*EXCERPTED PASSAGE*:
===

8 reasons why you should be making a Will today

Wills – Your Questions Answered

An at-a-glance guide to making a Will, and the risks you run if you haven’t made a Will.

1. If you don’t make a will, you cannot control who will inherit your money and property.

If you die without making a Will, your property will be distributed according to law (the law of ‘intestacy’), which is likely to be against your personal wishes and the people you want to inherit your possessions may not benefit. By making a Will, you can determine precisely who will inherit your property and let your loved ones know that you have considered their needs.

The law of intestacy is complex, but, broadly speaking, the bulk of your estate will go to your spouse (including a registered civil partner) or, if none, to your children (whether or not they are adults) and, if none, to other blood relatives.

The effect of the rules depends partly on whether you have children and your marital status. If you’re married with no children, your surviving spouse/civil partner will inherit everything.

But if you’re married with children, when you die without a Will less than you expect may go to your spouse. Your surviving spouse will receive £250,000, plus your personal belongings, and then half of the estate automatically. Your children will then inherit the remaining half share of the estate (or on trust until they reach the age of 18).

So it’s always prudent to have a valid will rather than rely on the intestacy rules.

Find out the laws on intestacy here.

2. If you’re not married and haven’t made a Will, your partner may receive nothing.

If you’re not married but are living with your partner and you want them to inherit your estate, it’s particularly important that you make a will. This is because the rules of intestacy make no provision for cohabitation or unmarried partners (other than registered civil partners). If you died without making a Will, your partner may not be legally entitled to anything from your estate.

Find out about the cohabitation risk you take if you’re part of an unmarried couple and haven’t made a will.

3. By making a Will you can determine who will handle your affairs after your death.

If you die without making a Will, you die ‘intestate’. This means that the management of your affairs is then placed in the hands of administrators who are appointed by the court. The administrators distribute your estate according to the rules of intestacy (see above).

4. By making a Will you can name a guardian for your children.

If you have minor children, you can name a guardian to care for them in the event of them being left without any parents. Since a guardian takes the place of a parent, making a will gives you the option of choosing someone you believe will offer the best care for your children if you’re not around.

===

*RECORDS*:

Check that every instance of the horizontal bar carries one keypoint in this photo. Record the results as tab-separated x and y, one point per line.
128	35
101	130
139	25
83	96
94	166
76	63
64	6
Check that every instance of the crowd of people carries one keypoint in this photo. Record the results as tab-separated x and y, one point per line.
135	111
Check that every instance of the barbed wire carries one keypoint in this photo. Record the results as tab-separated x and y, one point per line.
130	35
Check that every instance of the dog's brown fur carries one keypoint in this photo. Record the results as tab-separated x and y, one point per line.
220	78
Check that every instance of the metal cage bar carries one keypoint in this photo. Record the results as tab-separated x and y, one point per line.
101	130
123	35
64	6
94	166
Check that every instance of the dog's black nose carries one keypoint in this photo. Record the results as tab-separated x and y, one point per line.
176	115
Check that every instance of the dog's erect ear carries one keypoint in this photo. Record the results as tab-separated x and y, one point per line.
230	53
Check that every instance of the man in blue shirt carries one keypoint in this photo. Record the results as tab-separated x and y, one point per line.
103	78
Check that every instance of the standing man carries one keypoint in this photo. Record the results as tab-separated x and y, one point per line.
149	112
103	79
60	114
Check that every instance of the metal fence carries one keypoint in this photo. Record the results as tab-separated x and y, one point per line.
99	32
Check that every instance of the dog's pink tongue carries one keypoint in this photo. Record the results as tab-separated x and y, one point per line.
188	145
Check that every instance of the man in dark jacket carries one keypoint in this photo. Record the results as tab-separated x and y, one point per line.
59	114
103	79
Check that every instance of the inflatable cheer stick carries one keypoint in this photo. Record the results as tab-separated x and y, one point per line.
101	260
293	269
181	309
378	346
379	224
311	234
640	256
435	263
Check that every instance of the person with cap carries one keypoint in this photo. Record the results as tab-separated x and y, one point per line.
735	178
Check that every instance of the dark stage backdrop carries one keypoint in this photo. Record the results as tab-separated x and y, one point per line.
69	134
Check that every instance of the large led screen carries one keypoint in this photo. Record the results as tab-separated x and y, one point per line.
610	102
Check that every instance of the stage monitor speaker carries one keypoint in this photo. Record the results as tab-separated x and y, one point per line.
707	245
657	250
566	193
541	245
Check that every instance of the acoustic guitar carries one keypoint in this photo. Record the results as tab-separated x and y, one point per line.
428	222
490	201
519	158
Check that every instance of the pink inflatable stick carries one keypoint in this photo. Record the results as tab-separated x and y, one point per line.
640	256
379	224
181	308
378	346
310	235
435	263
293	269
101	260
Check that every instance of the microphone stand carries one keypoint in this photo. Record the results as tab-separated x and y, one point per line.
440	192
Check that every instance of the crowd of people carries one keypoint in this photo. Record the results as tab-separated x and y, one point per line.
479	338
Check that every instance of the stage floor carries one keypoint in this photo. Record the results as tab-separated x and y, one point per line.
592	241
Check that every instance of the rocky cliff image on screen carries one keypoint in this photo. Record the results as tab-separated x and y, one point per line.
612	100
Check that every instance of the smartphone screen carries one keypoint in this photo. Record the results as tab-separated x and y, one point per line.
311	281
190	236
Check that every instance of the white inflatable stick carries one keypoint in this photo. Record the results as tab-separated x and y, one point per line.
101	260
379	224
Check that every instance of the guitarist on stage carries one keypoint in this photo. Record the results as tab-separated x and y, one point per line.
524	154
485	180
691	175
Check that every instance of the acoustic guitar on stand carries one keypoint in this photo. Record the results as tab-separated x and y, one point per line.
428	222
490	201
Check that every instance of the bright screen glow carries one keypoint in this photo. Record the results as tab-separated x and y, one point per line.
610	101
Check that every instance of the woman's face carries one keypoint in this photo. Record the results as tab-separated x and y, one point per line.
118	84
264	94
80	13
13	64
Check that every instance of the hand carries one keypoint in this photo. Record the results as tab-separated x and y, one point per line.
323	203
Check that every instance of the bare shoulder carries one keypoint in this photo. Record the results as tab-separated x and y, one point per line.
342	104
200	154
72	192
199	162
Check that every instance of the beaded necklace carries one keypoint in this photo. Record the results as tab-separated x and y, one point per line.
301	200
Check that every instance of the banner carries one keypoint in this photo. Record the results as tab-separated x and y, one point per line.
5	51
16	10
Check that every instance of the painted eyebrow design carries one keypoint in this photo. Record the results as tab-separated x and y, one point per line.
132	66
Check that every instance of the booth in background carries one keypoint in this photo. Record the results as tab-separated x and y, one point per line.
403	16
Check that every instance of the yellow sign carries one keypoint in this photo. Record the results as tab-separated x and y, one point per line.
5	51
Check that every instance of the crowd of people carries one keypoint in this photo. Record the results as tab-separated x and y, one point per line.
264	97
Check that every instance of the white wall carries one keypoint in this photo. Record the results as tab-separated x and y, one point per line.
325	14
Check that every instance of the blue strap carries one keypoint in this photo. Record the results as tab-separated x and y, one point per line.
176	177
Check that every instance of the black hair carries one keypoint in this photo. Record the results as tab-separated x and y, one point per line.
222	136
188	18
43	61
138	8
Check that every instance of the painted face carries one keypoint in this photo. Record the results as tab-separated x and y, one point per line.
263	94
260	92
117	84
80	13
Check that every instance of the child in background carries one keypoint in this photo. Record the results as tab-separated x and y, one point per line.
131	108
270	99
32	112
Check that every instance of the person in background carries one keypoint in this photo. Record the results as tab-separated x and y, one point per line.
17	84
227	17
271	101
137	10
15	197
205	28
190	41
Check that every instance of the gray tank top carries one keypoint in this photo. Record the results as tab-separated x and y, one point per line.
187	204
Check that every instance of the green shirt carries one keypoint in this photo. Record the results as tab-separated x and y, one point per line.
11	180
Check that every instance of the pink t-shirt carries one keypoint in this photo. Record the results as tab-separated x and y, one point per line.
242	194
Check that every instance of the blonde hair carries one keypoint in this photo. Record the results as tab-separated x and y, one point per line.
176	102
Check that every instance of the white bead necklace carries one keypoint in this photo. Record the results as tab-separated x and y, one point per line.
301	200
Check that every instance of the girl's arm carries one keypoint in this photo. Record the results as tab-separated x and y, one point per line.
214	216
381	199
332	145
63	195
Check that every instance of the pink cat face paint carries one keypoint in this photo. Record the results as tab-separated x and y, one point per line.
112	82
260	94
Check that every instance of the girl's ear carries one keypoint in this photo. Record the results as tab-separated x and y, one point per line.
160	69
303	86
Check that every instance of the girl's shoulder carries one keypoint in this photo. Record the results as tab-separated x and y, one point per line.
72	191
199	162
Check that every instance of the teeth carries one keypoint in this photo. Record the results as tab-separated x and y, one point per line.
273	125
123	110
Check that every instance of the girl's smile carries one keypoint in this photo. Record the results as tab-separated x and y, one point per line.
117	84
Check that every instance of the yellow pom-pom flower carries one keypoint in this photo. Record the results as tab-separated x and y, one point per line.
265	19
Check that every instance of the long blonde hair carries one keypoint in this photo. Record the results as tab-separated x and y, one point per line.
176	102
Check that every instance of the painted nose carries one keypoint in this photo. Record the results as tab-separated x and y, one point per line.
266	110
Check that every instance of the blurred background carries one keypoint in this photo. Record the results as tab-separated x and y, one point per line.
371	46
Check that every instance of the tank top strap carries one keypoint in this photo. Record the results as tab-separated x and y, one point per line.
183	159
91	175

===

*CHECK YOUR UNDERSTANDING*:
a: According to the Will guide, what does a surviving spouse receive when someone who is married with children dies without a Will?
b: Please carry the Will guide forward from its last sentence.
The data has no connection to the Will guide.

*TASK-BY-TASK OUTPUTS*:
a: £250,000, plus personal belongings, and then half of the estate automatically.

b:
5. It’s important to make a new Will if you get married or divorced.

Once you have made your Will, changes to your circumstances (e.g. marriage, separation, divorce, having a child or moving house) can make parts of the Will invalid or unfair and open to a successful claim under the Inheritance Act. You should, therefore, review your Will regularly to reflect any major life changes, preferably every five years.

Find out why you should make a Will if you’re getting divorced.

6. You can save Inheritance Tax.

Making a Will gives you the opportunity of saving Inheritance Tax liability. This is particularly important if you have substantial assets.

Find out more about Inheritance Tax here.

7. You must check your Will regularly.

It’s also possible to die partially intestate. This occurs if you fail to deal with all of your property in your Will or if a particular someone who was due to inherit in your Will dies before you or if you divorce and your ex-spouse’s legacy becomes invalid as a result. It’s therefore important to keep your Will up to date.

Is it time you updated your Will? You can make a Will with Lawpack today.

8. You can express your preferences for what happens after your death.

By making a will, you can express your preferences for burial or cremation and for donating organs or your entire body for medical purposes.

You can find out more about how you can protect your loved ones by making a Will here, or you can stop worrying and make a Will today here.

Write Your Will with Lawpack:

 

Other information

How to leave gifts in your Will

When making a Will you can leave individual items to certain people by naming them in your Will. Often people who are making a Will have items of value (financial or sentimental) that they would like to leave as a gift for a specific person: in the legal jargon associated with Will-writing these are called ‘specific gifts’.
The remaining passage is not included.